= WHAT IS BEING ASKED =
Exactly as they appear, set down all of the records.

Stored items

- - -

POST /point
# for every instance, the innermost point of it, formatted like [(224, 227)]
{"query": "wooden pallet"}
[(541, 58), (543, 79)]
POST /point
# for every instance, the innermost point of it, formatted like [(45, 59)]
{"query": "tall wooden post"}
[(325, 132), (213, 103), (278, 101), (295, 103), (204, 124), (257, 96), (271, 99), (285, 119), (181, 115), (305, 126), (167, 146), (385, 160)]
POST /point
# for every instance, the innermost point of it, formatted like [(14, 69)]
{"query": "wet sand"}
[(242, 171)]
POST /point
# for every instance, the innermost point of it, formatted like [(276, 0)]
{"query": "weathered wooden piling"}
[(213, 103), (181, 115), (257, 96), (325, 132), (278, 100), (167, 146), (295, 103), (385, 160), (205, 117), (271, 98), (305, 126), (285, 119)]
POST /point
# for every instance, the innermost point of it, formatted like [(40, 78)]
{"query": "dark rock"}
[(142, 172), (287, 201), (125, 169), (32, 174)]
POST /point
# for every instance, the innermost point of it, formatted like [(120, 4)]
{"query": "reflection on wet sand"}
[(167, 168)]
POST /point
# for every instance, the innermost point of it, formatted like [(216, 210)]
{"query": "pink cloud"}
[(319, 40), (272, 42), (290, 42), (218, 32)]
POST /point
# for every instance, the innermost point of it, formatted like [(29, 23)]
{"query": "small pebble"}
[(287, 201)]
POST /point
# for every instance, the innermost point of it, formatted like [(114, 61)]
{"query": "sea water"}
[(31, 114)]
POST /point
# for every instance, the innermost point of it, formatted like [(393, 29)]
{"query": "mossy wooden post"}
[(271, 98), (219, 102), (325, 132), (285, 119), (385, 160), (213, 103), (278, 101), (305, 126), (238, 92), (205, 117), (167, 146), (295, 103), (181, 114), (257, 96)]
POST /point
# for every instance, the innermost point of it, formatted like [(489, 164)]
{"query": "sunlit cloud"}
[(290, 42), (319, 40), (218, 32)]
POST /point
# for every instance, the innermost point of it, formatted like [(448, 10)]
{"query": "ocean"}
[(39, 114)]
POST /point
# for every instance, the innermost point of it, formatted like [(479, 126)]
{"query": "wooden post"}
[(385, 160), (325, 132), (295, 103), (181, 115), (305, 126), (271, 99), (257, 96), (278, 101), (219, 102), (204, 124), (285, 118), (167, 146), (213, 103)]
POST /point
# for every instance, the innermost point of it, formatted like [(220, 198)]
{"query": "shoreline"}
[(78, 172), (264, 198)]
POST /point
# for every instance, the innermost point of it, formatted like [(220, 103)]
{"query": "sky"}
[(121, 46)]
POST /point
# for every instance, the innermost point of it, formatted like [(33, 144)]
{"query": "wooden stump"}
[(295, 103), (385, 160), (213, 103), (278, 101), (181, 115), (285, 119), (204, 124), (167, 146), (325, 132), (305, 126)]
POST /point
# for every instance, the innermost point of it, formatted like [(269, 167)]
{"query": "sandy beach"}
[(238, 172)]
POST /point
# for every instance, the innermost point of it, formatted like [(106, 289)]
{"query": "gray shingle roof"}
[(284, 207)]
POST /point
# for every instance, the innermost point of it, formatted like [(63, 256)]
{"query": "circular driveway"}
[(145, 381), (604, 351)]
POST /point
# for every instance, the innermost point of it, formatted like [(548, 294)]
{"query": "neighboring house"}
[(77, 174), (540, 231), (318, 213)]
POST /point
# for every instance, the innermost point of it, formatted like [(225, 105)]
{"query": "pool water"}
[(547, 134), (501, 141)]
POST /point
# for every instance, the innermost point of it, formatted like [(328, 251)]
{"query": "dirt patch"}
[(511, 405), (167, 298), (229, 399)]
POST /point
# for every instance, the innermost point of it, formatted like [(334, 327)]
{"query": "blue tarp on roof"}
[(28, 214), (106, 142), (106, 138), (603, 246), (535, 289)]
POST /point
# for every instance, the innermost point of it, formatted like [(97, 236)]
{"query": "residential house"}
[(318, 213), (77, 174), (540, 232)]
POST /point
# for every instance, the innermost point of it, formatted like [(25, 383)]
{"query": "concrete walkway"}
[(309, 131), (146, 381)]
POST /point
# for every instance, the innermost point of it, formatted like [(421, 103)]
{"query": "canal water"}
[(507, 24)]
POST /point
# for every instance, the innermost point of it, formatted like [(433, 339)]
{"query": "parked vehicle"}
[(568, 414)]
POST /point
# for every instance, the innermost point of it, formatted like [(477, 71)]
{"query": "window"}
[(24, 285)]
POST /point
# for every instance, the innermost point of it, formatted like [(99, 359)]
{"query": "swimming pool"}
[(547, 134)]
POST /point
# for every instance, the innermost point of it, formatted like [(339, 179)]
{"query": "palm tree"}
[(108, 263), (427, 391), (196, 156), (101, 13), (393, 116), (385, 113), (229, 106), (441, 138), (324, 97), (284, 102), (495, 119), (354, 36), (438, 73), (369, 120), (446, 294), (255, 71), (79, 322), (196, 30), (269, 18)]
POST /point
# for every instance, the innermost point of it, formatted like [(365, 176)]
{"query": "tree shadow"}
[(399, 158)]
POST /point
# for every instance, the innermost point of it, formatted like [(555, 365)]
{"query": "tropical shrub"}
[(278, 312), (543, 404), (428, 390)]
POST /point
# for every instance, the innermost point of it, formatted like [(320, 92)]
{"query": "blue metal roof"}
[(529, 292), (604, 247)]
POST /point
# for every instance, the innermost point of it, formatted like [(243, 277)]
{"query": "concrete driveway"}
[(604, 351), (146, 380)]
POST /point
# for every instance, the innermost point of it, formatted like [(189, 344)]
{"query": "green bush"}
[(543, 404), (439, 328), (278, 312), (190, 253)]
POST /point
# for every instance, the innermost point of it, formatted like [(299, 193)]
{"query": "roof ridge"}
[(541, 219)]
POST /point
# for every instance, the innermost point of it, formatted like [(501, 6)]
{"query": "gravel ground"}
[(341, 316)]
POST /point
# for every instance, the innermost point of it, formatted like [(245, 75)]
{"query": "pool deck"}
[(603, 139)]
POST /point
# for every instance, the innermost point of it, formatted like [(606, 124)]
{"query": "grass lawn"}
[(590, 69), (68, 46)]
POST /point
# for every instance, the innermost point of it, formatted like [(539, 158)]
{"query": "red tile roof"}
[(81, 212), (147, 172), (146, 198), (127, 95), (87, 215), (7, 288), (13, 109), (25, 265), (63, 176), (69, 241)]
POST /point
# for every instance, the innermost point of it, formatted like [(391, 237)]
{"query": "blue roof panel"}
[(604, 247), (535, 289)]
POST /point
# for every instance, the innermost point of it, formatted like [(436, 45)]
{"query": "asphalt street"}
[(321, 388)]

- - -

= EXERCISE RESULT =
POST /point
# for every instance, the innermost point of it, formatted like [(224, 227)]
{"query": "wooden pallet"}
[(541, 58), (543, 79)]
POST /point
# for every instance, the innermost point of it, formatted like [(45, 59)]
{"query": "tall wooden post"}
[(325, 132), (213, 103), (278, 101), (295, 103), (204, 124), (257, 96), (271, 99), (285, 119), (181, 115), (305, 126), (167, 146), (385, 160)]
POST /point
# for every instance, the innermost point of it, formatted like [(14, 69)]
{"query": "wet sand"}
[(242, 171)]
POST /point
# for every instance, the innermost point of it, formatted like [(276, 0)]
{"query": "weathered wooden piling"}
[(213, 103), (181, 115), (257, 96), (325, 132), (278, 100), (167, 146), (295, 103), (385, 160), (205, 117), (271, 98), (305, 126), (285, 119)]
POST /point
# for every instance, the innermost point of it, formatted like [(40, 78)]
{"query": "dark rock"}
[(142, 172), (287, 201), (125, 169), (32, 174)]
POST /point
# for every instance, the innermost point of it, formatted like [(120, 4)]
{"query": "reflection on wet sand"}
[(167, 168)]
POST /point
# for every instance, the innermost point of it, formatted like [(216, 210)]
{"query": "pink cloud"}
[(319, 40), (272, 42), (290, 42), (218, 32)]
POST /point
# for every instance, the innermost point of it, formatted like [(29, 23)]
{"query": "small pebble"}
[(287, 201)]
POST /point
# for every instance, the innermost point of it, formatted like [(114, 61)]
{"query": "sea water"}
[(31, 114)]
POST /point
# for every instance, the innermost point of it, formatted like [(393, 29)]
{"query": "mossy wooden post"}
[(271, 98), (219, 102), (325, 132), (285, 119), (385, 160), (213, 103), (278, 101), (305, 126), (238, 92), (205, 117), (167, 146), (295, 103), (181, 114), (257, 96)]
POST /point
# for every instance, the innermost point of it, formatted like [(489, 164)]
{"query": "sunlit cloud"}
[(290, 42), (319, 40), (218, 32)]
POST /point
# for every instance, the innermost point of it, formatted like [(448, 10)]
{"query": "ocean"}
[(39, 114)]
POST /point
# for every instance, the innermost point of it, formatted like [(479, 126)]
{"query": "wooden post"}
[(385, 160), (325, 132), (295, 103), (181, 115), (305, 126), (271, 99), (257, 96), (278, 101), (219, 102), (204, 124), (285, 118), (167, 146), (213, 103)]
POST /point
# for every instance, the innermost point of it, formatted like [(220, 198)]
{"query": "shoreline"}
[(78, 172), (264, 198)]
POST /point
# for every instance, the innermost point of it, formatted like [(220, 103)]
{"query": "sky"}
[(121, 46)]
POST /point
# for every instance, the innermost point of it, formatted like [(33, 144)]
{"query": "wooden stump"}
[(295, 103), (385, 160), (213, 103), (278, 101), (181, 115), (285, 119), (204, 124), (167, 146), (325, 132), (305, 126)]
POST /point
# for every instance, the innermost point of it, formatted like [(269, 167)]
{"query": "sandy beach"}
[(238, 172)]
POST /point
# for every instance, the innermost point of it, formatted like [(106, 289)]
{"query": "gray shingle roof"}
[(284, 207)]
POST /point
# for every instance, the innermost point of it, formatted like [(63, 256)]
{"query": "circular driveway"}
[(145, 381), (604, 351)]
POST /point
# for every instance, the innermost point of it, formatted like [(548, 294)]
{"query": "neighboring house"}
[(77, 174), (540, 231), (318, 213)]
POST /point
# for every instance, the innermost point of it, formatted like [(225, 105)]
{"query": "pool water"}
[(547, 134), (501, 141)]
POST /point
# for every instance, the innermost point of it, formatted like [(328, 251)]
{"query": "dirt patch"}
[(511, 405), (167, 298), (229, 399)]
POST /point
# for every instance, the innermost point of it, formatted like [(334, 327)]
{"query": "blue tarp on roof"}
[(28, 214), (106, 142), (106, 138), (603, 246), (535, 289)]
POST /point
# for every instance, the innermost point of it, formatted like [(97, 236)]
{"query": "residential house"}
[(318, 213), (77, 174), (540, 232)]
POST /point
# for every instance, the innermost point of it, formatted like [(25, 383)]
{"query": "concrete walkway"}
[(309, 131), (146, 381)]
POST /point
# for every instance, the innermost point of it, formatted like [(421, 103)]
{"query": "canal water"}
[(507, 24)]
POST /point
# for every instance, the innermost point of it, formatted like [(433, 339)]
{"query": "parked vehicle"}
[(568, 414)]
POST /point
# for every instance, the innermost point of it, formatted like [(477, 71)]
{"query": "window"}
[(24, 285)]
POST /point
# for every instance, the innermost point of it, formatted like [(99, 359)]
{"query": "swimming pool"}
[(547, 134)]
POST /point
# for every instance, the innermost point of it, formatted like [(339, 179)]
{"query": "palm tree"}
[(108, 263), (427, 391), (196, 156), (101, 13), (393, 116), (385, 113), (229, 106), (441, 138), (324, 97), (284, 102), (495, 119), (354, 36), (438, 73), (369, 120), (446, 294), (255, 71), (79, 322), (196, 30), (269, 18)]
POST /point
# for every instance, the innermost point of it, formatted like [(365, 176)]
{"query": "tree shadow"}
[(399, 158)]
POST /point
# for every instance, the innermost point of it, formatted like [(555, 365)]
{"query": "tropical shrub"}
[(278, 312), (543, 404), (428, 390)]
POST /point
# for every instance, the innermost point of it, formatted like [(320, 92)]
{"query": "blue metal roof"}
[(529, 292), (604, 247)]
POST /point
# for every instance, the innermost point of it, formatted like [(243, 277)]
{"query": "concrete driveway"}
[(604, 351), (146, 380)]
POST /point
# for every instance, the innermost point of it, formatted like [(189, 344)]
{"query": "green bush"}
[(543, 404), (439, 328), (278, 312), (190, 253)]
POST /point
# for every instance, the innermost point of it, formatted like [(299, 193)]
{"query": "roof ridge"}
[(541, 219)]
POST /point
# for every instance, the innermost point of it, formatted like [(501, 6)]
{"query": "gravel ground"}
[(341, 316)]
POST /point
# for every instance, the innermost point of it, formatted like [(245, 75)]
{"query": "pool deck"}
[(603, 139)]
POST /point
# for every instance, the innermost point of it, formatted like [(606, 124)]
{"query": "grass lawn"}
[(590, 69), (68, 46)]
POST /point
# for every instance, the innermost point of it, formatted like [(539, 158)]
{"query": "red tile roof"}
[(81, 212), (147, 172), (146, 198), (127, 95), (87, 215), (7, 288), (13, 109), (25, 265), (63, 176), (69, 241)]
POST /point
# for every instance, the innermost point of it, formatted like [(391, 237)]
{"query": "blue roof panel"}
[(604, 247), (535, 289)]
POST /point
# for every instance, the innermost point of it, formatted like [(436, 45)]
{"query": "asphalt street"}
[(321, 388)]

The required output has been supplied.